%%

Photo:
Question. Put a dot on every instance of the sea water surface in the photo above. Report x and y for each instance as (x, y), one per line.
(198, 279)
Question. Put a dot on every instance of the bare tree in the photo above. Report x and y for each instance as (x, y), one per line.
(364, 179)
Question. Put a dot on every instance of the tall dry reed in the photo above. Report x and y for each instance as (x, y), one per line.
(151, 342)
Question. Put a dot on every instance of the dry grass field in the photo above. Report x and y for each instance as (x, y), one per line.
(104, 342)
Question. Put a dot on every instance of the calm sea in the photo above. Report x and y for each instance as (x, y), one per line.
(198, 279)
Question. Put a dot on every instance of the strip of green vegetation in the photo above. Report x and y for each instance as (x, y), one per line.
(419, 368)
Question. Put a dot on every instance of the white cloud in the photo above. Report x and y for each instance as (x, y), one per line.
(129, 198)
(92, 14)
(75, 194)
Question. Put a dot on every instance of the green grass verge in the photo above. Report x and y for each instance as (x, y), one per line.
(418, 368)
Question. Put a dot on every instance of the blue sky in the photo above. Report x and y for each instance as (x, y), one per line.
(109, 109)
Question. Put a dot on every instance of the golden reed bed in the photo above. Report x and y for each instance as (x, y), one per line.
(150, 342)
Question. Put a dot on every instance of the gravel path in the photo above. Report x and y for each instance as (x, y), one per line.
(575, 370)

%%
%%

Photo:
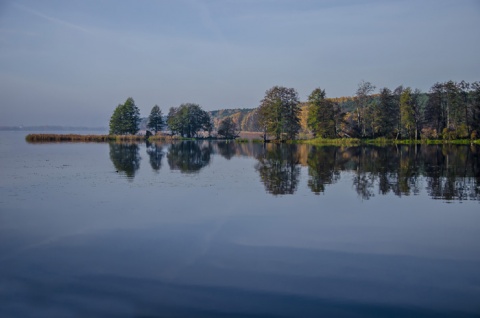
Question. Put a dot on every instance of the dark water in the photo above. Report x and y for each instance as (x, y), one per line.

%%

→ **Your task**
Find every row above that contains the word "green", and copy each of those rows in full.

→ **Full answer**
Question. Put a dot on every instance of the strip of green vegetation in the photo above. Report x and y for each instance as (x, y), one per line.
Question. Put a dot on every instance of the green grass verge in the photo above. Report x and y for each instance as (x, y), one per line.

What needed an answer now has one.